§ **What is required**: Turn the data below into a numbered list, beginning at the line that has "Expected: for each instance of the khaki" and stopping after the line that has "x=541 y=234". Leave out any blank lines.

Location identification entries
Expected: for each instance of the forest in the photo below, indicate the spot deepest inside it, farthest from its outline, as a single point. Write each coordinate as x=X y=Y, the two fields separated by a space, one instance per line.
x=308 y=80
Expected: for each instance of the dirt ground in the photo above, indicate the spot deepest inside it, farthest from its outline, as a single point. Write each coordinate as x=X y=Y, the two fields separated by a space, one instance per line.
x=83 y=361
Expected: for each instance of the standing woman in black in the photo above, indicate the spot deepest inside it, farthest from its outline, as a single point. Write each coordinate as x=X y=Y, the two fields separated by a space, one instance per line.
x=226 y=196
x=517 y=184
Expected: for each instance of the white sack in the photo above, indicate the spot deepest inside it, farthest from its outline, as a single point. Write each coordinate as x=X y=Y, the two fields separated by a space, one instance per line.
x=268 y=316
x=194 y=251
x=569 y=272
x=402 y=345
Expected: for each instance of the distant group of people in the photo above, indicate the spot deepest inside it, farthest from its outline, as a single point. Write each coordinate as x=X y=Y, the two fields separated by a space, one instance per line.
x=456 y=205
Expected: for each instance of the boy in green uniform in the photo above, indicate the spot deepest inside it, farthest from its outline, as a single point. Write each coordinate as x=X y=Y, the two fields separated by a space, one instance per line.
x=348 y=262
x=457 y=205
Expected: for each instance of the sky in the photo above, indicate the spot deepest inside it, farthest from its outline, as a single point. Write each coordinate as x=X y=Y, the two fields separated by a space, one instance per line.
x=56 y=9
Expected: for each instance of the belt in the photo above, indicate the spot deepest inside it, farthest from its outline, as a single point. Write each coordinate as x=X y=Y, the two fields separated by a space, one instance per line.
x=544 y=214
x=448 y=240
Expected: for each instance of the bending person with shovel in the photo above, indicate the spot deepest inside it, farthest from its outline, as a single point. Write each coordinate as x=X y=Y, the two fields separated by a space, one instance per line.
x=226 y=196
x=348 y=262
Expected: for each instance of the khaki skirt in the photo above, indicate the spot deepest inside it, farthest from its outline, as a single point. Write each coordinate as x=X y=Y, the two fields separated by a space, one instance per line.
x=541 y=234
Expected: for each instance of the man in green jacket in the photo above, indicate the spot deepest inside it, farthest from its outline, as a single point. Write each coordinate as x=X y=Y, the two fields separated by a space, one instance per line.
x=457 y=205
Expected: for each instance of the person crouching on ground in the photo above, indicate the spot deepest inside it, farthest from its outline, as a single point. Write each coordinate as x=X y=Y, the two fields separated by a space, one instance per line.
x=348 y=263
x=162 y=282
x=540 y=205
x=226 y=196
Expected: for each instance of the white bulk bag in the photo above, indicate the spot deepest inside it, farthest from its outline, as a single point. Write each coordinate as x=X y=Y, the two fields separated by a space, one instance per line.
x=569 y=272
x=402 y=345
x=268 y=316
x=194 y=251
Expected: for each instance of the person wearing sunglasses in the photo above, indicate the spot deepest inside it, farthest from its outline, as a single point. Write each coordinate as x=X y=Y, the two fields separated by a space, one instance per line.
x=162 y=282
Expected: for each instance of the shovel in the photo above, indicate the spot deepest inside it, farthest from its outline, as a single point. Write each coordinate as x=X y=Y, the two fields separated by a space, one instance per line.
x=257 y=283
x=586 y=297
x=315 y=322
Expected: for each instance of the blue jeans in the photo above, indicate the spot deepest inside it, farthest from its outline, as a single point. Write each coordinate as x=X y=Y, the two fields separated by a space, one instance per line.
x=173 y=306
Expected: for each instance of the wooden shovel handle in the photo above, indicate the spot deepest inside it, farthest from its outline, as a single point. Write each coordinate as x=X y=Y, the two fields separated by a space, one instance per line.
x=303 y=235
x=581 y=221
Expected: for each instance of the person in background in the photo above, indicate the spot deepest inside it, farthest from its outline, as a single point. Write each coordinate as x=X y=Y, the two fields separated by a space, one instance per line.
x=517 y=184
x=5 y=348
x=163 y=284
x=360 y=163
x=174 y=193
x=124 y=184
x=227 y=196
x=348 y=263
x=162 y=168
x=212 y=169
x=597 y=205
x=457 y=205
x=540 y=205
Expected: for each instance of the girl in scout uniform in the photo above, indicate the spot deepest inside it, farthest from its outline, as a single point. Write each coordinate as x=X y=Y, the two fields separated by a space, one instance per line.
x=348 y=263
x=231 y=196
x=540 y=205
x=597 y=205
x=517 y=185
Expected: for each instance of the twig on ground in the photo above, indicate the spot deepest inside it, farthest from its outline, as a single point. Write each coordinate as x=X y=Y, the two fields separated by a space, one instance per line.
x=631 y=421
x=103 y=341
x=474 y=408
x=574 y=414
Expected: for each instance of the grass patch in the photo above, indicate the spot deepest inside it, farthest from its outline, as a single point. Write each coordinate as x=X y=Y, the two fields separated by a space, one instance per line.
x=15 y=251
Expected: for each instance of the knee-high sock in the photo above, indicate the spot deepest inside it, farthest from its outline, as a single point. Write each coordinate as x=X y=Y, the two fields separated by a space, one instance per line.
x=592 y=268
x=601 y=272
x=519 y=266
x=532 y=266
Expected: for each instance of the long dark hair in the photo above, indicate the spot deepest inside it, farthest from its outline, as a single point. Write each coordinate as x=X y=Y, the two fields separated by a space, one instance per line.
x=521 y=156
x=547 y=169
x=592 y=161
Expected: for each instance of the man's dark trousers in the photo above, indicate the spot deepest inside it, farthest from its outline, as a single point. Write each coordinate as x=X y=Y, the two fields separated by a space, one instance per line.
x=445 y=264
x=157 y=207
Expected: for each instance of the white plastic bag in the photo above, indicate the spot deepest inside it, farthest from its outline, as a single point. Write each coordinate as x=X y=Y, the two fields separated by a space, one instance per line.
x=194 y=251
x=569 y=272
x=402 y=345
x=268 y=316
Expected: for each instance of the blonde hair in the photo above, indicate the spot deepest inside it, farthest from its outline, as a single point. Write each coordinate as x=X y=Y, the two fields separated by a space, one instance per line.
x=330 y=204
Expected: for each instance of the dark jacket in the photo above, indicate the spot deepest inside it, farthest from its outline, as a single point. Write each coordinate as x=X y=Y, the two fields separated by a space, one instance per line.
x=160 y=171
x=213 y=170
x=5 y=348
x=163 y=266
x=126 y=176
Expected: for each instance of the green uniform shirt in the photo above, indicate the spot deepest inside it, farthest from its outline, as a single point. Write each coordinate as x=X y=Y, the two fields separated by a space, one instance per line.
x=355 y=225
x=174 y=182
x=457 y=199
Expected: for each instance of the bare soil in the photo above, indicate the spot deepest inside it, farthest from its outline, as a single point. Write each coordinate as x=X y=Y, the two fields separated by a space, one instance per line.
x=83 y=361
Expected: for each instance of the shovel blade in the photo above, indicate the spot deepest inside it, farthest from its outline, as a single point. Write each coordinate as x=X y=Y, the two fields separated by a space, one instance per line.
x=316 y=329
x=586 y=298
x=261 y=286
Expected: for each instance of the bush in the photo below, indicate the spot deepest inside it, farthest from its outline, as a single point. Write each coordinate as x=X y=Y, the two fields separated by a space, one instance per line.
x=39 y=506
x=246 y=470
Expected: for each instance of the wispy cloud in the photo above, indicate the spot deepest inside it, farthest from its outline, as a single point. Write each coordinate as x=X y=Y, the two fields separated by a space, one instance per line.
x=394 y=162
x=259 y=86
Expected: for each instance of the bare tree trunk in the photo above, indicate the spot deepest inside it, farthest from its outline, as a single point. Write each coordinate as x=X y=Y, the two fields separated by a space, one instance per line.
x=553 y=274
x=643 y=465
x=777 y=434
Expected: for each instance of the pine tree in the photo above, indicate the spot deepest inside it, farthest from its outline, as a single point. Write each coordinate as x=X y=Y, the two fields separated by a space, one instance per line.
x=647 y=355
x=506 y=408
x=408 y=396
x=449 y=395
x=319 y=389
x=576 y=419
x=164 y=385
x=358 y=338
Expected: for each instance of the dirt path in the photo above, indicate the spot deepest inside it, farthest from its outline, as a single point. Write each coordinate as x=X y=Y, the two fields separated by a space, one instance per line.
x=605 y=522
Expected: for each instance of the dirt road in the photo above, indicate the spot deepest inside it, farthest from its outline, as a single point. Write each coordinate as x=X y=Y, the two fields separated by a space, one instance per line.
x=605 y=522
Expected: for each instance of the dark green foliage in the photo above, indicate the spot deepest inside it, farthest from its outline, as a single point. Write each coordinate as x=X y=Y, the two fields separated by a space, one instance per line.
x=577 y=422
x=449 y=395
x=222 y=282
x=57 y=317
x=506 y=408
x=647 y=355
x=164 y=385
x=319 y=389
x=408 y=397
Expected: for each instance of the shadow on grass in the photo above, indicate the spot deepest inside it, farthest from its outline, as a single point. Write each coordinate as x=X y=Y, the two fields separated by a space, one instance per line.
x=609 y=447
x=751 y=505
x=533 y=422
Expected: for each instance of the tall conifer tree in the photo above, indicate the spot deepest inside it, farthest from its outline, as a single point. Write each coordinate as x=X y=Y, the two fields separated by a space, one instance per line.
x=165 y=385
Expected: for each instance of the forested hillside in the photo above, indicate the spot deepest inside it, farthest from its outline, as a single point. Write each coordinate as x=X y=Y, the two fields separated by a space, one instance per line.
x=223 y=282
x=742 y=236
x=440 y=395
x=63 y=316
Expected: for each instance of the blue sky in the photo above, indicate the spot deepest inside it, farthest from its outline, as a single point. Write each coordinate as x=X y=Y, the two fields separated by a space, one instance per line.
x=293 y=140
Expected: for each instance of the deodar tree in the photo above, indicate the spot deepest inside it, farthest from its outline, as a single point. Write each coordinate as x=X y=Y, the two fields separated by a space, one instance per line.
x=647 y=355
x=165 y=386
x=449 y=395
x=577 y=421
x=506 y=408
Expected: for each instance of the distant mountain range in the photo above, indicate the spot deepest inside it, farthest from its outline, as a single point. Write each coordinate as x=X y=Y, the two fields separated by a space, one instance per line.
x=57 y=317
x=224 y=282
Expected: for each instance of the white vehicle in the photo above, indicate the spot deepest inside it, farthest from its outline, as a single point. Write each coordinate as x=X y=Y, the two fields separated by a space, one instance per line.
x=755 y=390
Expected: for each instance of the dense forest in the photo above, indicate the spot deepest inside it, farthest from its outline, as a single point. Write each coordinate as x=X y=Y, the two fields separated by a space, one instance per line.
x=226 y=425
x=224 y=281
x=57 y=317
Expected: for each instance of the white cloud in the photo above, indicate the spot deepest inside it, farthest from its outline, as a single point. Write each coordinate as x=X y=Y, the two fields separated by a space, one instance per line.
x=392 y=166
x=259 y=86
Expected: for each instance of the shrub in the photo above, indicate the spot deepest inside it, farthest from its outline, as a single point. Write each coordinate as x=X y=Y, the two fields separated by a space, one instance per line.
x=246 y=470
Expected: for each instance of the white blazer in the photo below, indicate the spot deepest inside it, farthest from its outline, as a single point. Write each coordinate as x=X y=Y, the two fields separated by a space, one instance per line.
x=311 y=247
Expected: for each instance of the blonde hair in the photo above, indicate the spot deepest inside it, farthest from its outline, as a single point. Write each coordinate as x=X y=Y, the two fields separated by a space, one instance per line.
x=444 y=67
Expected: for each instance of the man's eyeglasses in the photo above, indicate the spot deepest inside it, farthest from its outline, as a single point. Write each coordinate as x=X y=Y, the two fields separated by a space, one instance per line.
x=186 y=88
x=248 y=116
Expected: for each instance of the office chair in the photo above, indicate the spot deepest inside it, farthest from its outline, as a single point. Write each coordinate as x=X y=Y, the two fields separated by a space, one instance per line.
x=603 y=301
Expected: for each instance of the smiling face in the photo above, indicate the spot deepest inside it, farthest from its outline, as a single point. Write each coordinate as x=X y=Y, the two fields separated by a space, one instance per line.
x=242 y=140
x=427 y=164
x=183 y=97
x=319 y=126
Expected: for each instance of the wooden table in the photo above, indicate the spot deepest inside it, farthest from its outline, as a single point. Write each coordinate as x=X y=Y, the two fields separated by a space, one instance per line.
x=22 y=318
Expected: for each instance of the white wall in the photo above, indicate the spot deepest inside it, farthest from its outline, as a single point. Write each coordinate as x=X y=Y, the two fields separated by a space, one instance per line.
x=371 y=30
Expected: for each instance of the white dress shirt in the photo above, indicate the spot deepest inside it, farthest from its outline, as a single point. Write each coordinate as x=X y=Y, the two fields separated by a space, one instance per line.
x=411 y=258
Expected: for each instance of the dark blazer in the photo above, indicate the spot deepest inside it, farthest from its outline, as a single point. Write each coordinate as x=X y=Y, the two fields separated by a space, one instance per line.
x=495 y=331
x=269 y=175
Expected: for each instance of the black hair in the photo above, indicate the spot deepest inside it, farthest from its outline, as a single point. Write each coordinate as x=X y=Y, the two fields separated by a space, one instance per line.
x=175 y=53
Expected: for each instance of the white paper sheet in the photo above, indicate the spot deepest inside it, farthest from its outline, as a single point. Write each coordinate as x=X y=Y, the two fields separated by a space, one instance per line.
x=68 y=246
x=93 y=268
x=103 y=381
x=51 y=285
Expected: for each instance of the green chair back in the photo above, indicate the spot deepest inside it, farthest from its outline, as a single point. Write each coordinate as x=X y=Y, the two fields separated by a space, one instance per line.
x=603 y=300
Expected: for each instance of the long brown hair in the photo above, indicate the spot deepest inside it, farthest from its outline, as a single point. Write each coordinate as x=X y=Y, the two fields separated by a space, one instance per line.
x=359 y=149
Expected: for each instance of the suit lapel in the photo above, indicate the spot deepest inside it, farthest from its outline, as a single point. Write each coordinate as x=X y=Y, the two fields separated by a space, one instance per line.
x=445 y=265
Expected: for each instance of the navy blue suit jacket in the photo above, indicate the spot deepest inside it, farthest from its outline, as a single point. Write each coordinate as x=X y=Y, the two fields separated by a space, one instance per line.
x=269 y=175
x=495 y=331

§ **Full output**:
1. Expected: for each instance of the khaki skirt in the photo above, indicate the spot deepest inside it, farthest from its outline, as a single point. Write each coordinate as x=X y=Y, the two fields separated by a space, one instance per line.
2. x=541 y=234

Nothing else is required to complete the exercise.